- TASK GOAL -
Copy the data precisely, character for character, and leave out every picture.

- DATA SUPPLIED -
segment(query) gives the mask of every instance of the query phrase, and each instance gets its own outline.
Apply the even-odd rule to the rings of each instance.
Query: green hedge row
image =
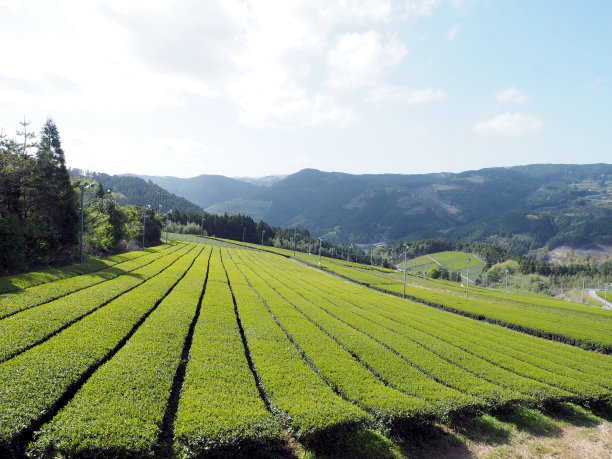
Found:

- PROBLEM SOLUTION -
segment(query) gives the mask of every instance of the query phrase, and each instance gets its own outline.
Apply the even-odd rule to the rings of each instance.
Query: green hedge row
image =
Found:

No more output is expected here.